### SELECTED TEXT
+++
Modern Child Slavery in Africa This work has been published in the Teen Ink monthly print magazine.

By
     The attention of the world has finally turned to the much neglected afflictions of Africa and her peoples. Although it is admirable of the American government to consider issues other than international policing and the problems of HIV and AIDS, there is one topic to which the public turns a blind eye.

On July 8, President Bush delivered a speech from Senegal condemning slavery as "one of the greatest crimes in history." In making statements about the neglect of human rights and the success of the United States in abolishing slavery, however, it became obvious that he was ignoring modern slave issues.

Slavery is still very much a part of life for too many. According to Anti-Slavery International, over 20 million people are in bondage. Even children are subject to the horrors described by the President - UNICEF estimates that 200,000 children from West and Central Africa are sold into slavery each year. In 2000, the State Department reported that over 15,000 children between the ages of nine and 12 "have been sold into forced labor on plantations" (globalexchange.org). The issue of child slavery in the cocoa trade has been validated by members of the Library of Congress, the Child Labor Coalition, and even the Chocolate Manufacturers Association, a trade group for American chocolate makers. For almost a century, the cocoa-yielding countries in West Africa have provided the majority of the cocoa used in American chocolate production.

More than 43% of this cocoa comes from the Ivory Coast, a poor nation where slavery is part of everyday life. Children are often told they will find a better life there, and will be able to support their family with the generous wages. Families, however, never receive payment, and parents rarely see their children again.
+++
### RECORD SET

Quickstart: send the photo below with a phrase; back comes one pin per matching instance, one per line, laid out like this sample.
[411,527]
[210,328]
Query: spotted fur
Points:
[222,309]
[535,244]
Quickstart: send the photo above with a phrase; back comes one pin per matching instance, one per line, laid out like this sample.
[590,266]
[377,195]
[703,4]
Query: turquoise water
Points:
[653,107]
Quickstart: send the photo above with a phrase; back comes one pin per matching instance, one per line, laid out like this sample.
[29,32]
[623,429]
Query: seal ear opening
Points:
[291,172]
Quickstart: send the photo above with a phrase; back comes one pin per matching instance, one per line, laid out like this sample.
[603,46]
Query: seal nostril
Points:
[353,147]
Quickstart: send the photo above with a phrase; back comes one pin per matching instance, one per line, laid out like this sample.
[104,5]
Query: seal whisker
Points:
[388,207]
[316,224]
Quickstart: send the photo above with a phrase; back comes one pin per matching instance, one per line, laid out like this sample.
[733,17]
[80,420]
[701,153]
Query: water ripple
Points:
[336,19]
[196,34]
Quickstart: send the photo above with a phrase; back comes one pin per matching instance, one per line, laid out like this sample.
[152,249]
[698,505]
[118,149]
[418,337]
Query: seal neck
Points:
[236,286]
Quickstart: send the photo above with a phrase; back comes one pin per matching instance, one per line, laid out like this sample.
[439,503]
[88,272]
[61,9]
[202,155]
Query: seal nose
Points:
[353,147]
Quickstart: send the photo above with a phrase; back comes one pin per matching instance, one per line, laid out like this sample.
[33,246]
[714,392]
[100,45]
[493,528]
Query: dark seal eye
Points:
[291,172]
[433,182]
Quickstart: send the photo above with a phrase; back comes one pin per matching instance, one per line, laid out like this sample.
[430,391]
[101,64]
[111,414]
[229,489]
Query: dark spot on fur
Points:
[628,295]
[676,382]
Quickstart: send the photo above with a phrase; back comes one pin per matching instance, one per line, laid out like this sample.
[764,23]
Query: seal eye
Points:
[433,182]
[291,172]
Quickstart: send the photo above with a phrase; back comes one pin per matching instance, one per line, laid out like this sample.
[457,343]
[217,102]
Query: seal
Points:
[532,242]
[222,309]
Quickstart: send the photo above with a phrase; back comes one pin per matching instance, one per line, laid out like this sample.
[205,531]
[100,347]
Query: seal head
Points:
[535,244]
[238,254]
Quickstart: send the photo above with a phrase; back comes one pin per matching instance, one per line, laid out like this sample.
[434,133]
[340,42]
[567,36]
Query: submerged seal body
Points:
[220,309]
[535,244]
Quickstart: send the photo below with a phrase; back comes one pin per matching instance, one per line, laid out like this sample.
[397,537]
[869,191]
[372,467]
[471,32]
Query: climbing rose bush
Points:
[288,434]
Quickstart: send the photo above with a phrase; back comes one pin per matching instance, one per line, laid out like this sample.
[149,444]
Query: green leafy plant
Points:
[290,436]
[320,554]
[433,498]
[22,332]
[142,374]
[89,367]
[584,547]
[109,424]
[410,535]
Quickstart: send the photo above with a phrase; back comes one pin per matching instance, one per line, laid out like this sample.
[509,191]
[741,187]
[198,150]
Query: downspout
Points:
+++
### PROBLEM
Can you write out the passage of the child slavery article that opens with the words containing "On July 8, President" and closes with "modern slave issues."? The entries come from a different source than the child slavery article.

### REPLY
On July 8, President Bush delivered a speech from Senegal condemning slavery as "one of the greatest crimes in history." In making statements about the neglect of human rights and the success of the United States in abolishing slavery, however, it became obvious that he was ignoring modern slave issues.